*Exercise brief*
Find each line in the records below that contains the string "feeder", treating uppercase and lowercase as different, and copy those lines.

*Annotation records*
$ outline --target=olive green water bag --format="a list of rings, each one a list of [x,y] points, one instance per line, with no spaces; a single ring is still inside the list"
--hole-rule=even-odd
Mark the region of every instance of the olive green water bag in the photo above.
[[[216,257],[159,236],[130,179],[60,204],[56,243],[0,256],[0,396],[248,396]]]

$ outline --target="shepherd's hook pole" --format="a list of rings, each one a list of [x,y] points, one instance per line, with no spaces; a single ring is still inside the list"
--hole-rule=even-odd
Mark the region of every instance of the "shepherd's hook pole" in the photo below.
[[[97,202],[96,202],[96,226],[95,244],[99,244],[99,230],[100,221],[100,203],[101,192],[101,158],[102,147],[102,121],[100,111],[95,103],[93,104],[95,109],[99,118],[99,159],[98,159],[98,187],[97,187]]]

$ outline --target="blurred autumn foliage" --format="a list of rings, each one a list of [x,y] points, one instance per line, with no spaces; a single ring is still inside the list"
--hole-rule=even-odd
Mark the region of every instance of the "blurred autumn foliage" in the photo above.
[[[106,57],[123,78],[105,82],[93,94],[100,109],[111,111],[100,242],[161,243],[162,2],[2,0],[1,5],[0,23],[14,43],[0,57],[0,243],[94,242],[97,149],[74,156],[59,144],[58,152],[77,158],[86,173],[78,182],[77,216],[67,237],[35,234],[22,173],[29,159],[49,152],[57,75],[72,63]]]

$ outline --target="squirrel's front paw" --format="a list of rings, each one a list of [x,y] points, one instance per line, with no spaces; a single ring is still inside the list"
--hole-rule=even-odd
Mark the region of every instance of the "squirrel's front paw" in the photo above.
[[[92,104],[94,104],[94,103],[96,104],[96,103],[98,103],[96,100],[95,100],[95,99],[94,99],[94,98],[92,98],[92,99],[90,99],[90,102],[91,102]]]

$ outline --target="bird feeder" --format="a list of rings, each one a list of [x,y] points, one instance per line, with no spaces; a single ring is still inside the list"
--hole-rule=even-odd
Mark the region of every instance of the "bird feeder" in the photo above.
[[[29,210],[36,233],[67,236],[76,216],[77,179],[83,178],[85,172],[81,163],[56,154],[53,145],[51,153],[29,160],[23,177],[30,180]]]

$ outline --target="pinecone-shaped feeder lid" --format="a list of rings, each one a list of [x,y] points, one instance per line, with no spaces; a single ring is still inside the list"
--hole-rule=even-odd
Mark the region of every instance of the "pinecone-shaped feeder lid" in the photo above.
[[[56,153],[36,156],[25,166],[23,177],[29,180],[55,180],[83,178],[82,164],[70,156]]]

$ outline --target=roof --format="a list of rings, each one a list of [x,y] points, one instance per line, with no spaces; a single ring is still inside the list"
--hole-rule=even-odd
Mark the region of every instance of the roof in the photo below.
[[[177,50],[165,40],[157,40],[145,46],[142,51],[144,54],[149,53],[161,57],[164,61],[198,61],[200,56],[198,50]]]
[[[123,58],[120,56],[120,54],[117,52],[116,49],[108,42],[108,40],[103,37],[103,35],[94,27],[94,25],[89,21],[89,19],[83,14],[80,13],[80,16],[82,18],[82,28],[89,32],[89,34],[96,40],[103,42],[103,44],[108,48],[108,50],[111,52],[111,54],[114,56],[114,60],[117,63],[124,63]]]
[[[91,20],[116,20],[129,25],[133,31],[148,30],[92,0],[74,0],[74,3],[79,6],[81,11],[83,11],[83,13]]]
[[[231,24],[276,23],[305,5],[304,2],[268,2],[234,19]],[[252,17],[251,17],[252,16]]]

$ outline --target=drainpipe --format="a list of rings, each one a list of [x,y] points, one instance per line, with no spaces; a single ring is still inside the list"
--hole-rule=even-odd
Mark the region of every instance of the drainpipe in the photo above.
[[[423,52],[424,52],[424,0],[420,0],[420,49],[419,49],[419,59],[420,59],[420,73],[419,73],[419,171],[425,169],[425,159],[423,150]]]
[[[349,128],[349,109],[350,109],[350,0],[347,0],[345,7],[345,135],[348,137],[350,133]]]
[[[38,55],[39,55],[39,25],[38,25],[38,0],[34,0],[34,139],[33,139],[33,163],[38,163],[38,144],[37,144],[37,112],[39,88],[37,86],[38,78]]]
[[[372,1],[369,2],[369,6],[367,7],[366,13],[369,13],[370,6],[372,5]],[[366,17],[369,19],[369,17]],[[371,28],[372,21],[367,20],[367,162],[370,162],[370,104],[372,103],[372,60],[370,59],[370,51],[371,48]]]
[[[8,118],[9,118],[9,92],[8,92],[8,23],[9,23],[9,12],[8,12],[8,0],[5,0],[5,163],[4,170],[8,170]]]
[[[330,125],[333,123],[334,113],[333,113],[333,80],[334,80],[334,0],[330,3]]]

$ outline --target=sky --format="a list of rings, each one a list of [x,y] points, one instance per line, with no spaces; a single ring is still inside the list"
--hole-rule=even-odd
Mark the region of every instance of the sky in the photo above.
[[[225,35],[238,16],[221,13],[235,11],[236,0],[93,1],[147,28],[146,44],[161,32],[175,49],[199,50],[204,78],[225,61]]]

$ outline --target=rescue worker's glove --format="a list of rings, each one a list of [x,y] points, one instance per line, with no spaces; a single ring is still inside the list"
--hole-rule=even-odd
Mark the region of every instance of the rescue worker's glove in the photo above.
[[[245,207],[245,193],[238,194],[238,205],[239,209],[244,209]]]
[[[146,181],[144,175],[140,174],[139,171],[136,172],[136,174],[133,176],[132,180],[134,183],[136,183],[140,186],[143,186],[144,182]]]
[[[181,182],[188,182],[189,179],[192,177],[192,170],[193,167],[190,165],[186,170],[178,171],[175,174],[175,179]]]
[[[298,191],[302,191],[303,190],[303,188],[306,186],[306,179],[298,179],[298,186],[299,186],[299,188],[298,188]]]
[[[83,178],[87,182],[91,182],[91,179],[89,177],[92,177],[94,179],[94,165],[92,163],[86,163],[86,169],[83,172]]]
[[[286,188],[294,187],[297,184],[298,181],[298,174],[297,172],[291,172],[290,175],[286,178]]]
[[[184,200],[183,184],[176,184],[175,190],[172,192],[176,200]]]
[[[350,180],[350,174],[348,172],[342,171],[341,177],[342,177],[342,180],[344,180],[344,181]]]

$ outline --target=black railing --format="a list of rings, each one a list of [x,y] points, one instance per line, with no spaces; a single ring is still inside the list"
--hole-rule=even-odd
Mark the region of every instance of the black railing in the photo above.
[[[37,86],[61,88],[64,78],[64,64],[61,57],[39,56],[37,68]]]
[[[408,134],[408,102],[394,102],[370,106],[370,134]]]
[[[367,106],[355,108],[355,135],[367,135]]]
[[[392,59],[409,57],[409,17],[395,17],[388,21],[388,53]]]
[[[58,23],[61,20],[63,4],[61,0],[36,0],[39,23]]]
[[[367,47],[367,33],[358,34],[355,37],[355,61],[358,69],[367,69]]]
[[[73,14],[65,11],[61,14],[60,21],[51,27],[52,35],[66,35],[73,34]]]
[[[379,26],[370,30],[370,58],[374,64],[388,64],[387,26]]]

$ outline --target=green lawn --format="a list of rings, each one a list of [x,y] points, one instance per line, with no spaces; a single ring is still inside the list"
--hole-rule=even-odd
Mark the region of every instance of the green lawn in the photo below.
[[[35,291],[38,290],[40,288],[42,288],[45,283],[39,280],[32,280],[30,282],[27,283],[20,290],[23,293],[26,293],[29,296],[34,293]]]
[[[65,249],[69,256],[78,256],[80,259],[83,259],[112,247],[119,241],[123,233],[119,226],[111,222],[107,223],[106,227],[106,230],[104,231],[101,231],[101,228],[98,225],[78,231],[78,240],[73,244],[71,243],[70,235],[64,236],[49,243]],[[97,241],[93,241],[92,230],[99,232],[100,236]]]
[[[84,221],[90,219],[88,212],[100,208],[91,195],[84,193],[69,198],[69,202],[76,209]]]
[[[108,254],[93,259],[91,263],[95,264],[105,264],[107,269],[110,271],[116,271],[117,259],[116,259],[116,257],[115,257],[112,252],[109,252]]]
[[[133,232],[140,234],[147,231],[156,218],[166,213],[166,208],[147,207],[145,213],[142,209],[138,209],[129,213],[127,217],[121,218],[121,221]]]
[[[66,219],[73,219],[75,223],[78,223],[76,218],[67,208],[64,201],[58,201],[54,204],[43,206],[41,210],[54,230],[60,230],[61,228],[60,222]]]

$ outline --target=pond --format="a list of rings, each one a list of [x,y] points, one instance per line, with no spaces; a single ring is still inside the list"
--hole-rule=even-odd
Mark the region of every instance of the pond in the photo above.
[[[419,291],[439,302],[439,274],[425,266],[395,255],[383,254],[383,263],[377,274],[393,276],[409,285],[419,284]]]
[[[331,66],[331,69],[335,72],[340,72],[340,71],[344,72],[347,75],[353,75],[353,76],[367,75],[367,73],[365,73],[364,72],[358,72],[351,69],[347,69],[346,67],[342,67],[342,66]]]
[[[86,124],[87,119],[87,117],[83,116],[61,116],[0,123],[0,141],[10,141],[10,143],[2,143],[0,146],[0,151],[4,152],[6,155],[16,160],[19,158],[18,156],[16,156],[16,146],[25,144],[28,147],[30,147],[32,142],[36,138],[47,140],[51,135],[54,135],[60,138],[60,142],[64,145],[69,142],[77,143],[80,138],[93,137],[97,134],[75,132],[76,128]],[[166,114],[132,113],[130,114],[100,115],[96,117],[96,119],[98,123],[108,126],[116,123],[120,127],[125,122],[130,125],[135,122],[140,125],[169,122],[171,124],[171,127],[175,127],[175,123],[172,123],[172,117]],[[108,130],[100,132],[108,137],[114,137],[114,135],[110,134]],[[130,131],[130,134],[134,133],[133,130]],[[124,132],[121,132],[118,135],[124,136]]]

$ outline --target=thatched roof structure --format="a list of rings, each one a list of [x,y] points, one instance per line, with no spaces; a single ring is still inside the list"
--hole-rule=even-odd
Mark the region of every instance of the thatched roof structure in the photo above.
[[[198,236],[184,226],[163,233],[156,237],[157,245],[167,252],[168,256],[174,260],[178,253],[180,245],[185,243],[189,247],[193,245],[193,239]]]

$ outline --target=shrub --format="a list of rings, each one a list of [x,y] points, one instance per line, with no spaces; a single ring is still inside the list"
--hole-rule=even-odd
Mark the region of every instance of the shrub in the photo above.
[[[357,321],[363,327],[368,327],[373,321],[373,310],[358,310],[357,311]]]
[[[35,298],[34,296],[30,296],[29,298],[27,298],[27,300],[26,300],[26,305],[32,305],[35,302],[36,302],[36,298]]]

---

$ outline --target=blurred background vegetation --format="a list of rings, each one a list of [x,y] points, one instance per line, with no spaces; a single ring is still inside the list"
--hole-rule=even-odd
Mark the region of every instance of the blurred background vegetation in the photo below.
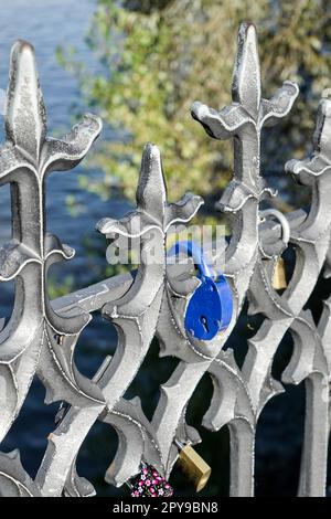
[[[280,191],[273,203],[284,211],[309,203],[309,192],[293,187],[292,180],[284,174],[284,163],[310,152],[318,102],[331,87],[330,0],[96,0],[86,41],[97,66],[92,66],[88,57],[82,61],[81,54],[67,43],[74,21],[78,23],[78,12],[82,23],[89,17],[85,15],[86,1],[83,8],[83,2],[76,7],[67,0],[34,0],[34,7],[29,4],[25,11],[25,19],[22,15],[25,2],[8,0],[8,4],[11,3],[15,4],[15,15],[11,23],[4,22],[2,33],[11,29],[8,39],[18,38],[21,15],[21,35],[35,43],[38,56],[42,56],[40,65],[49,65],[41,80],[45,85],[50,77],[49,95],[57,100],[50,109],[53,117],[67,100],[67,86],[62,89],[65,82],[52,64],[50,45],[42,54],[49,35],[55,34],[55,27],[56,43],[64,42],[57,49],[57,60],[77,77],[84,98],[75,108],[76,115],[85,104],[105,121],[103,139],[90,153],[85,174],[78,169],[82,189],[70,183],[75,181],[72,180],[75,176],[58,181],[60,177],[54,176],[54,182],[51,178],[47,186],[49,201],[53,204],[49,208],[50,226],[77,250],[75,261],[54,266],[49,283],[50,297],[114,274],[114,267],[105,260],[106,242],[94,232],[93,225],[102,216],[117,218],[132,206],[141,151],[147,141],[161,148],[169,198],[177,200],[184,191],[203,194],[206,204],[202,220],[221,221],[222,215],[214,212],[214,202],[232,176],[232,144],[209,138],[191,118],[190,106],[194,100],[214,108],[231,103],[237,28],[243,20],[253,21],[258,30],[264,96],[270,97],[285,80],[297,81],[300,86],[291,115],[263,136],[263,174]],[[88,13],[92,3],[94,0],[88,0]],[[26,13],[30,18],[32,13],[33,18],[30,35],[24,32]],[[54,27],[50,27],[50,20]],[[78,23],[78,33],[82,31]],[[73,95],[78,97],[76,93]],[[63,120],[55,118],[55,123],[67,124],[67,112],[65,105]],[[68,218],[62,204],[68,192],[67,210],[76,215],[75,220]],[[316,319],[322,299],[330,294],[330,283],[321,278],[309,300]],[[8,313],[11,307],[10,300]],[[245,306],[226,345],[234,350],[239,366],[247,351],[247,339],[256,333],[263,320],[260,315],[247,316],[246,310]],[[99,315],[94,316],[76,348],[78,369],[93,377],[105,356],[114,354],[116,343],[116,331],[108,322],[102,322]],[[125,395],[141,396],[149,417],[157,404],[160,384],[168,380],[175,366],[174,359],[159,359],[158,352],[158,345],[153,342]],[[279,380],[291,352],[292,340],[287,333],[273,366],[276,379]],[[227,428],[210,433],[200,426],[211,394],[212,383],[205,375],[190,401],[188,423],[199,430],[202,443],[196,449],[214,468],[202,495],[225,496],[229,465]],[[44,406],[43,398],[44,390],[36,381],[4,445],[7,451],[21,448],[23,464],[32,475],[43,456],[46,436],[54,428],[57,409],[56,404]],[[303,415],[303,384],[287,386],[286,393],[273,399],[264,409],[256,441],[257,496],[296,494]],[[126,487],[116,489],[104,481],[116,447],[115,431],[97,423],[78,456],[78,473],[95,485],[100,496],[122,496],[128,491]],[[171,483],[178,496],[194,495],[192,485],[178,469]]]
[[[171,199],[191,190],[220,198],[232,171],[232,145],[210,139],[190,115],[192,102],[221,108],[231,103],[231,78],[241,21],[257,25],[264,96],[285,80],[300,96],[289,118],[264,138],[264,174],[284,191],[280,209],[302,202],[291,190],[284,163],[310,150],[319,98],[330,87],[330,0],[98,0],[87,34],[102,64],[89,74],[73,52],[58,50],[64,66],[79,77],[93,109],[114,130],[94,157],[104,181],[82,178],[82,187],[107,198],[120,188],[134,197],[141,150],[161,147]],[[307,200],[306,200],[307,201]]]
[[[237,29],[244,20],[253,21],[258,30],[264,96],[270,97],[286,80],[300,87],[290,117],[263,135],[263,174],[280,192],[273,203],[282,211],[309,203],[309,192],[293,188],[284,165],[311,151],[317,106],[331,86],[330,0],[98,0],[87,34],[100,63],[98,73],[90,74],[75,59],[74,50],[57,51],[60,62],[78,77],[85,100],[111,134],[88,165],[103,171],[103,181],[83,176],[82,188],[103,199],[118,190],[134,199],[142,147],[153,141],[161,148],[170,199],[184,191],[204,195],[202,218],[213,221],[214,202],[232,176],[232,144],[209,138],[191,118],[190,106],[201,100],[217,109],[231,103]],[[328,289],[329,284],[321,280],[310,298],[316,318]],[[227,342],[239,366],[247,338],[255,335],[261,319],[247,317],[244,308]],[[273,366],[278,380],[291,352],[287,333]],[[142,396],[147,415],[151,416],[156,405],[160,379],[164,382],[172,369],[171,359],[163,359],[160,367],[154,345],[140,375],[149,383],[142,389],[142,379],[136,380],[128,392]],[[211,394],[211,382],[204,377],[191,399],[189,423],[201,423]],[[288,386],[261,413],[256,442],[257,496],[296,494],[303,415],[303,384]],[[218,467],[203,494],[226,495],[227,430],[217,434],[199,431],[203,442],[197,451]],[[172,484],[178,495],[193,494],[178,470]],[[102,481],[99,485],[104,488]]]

--

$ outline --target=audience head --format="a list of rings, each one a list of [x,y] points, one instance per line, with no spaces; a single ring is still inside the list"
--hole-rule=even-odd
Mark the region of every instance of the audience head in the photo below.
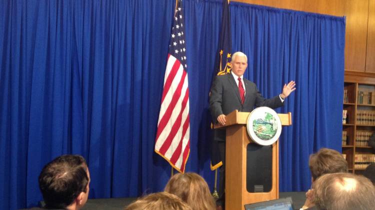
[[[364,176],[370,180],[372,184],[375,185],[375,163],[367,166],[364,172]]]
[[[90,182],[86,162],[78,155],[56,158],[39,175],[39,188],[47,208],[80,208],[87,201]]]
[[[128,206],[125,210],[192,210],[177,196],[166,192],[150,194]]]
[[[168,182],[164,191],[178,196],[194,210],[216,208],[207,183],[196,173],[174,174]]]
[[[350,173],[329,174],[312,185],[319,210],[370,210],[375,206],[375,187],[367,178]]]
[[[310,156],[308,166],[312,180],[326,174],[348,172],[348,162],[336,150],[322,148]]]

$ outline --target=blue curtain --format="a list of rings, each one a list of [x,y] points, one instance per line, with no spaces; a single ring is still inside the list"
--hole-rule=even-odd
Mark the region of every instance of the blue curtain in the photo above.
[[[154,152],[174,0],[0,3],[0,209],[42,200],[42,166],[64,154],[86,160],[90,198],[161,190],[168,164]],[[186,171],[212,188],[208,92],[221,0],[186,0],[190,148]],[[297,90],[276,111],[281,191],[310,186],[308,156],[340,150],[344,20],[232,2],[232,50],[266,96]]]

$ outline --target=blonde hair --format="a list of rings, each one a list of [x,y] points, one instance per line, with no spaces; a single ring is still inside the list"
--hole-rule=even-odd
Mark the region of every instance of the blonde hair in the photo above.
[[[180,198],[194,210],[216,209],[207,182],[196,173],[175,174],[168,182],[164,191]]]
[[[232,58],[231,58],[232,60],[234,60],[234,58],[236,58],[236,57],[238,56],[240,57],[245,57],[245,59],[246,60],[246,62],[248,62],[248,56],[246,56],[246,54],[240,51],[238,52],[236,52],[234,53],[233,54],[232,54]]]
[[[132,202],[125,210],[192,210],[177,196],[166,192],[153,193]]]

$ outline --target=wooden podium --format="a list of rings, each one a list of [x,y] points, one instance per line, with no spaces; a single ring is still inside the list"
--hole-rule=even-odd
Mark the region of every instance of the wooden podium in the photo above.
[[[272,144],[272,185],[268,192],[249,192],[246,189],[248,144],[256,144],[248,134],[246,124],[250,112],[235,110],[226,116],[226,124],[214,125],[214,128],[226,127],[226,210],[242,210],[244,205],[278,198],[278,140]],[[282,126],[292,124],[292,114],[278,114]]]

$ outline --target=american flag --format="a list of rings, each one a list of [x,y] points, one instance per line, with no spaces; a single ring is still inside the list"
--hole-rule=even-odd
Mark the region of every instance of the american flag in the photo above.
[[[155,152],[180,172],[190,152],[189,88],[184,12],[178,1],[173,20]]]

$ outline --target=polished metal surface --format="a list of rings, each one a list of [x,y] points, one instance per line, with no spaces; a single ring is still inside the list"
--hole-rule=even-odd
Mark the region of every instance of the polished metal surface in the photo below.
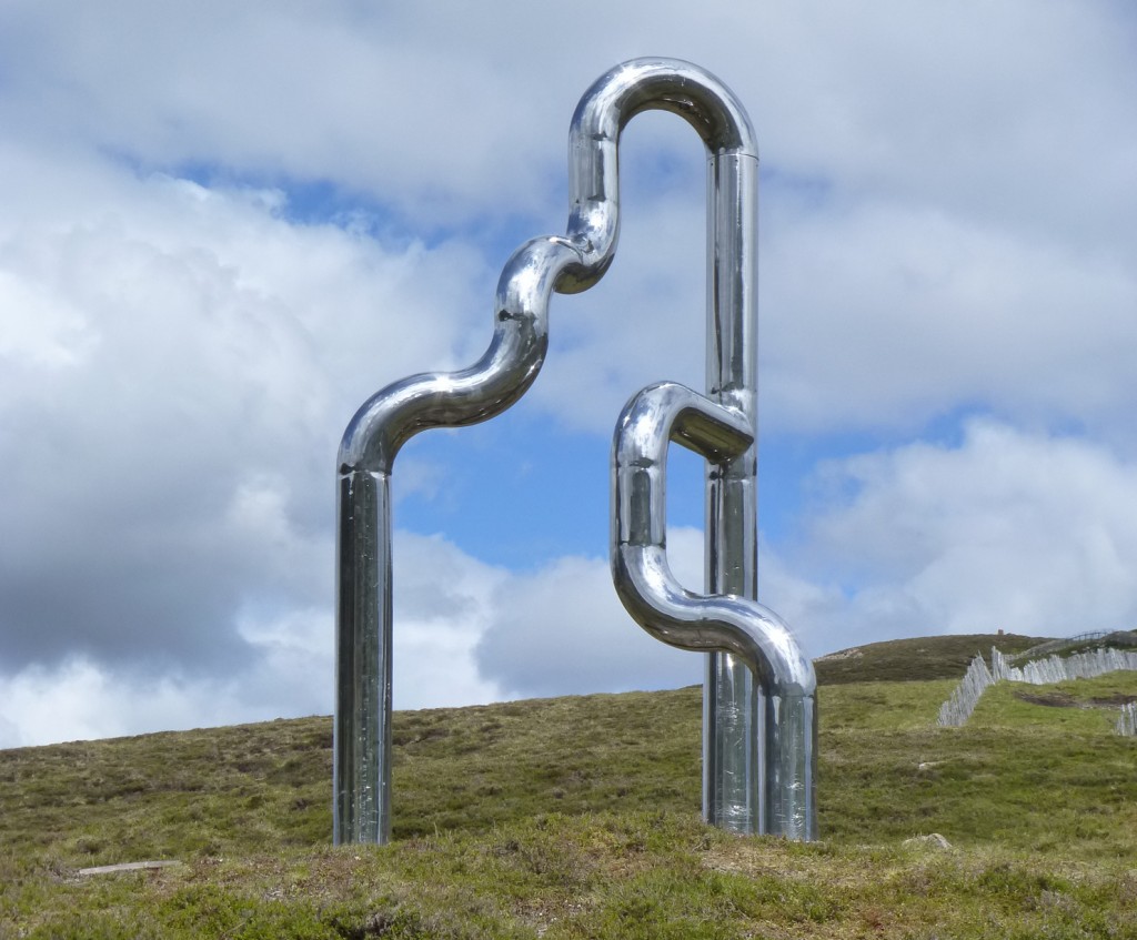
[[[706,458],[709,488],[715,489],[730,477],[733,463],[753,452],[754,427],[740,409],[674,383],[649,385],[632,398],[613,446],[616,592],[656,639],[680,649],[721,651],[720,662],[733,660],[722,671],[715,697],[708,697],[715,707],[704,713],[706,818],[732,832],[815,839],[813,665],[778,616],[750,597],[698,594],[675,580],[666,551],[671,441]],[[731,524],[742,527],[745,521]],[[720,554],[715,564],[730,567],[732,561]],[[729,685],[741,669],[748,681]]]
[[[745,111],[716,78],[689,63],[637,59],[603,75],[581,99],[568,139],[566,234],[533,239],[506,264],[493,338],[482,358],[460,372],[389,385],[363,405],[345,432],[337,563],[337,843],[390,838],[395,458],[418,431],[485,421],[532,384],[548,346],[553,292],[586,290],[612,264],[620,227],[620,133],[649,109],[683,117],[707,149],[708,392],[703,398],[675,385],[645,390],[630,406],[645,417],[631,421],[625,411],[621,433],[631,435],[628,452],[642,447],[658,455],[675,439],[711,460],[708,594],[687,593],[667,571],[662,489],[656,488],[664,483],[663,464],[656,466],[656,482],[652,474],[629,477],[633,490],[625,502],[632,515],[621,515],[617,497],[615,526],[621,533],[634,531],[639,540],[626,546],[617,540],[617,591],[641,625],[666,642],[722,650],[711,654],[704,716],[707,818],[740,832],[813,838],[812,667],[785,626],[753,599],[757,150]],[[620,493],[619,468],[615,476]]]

*The output*
$ outline --target="bird feeder" --format="a list of rings, each one a list of [x,y] points, one instance per line, with no spaces; a single ring is still inside the list"
Mark the region of every instance of the "bird feeder" in the photo above.
$ outline --target="pinecone-shaped feeder lid" --format="a list of rings, each one a list of [x,y] points, one instance per line, with no spaces; a single ring is still inside the list"
Mark the region of every instance of the "pinecone-shaped feeder lid" in the photo above.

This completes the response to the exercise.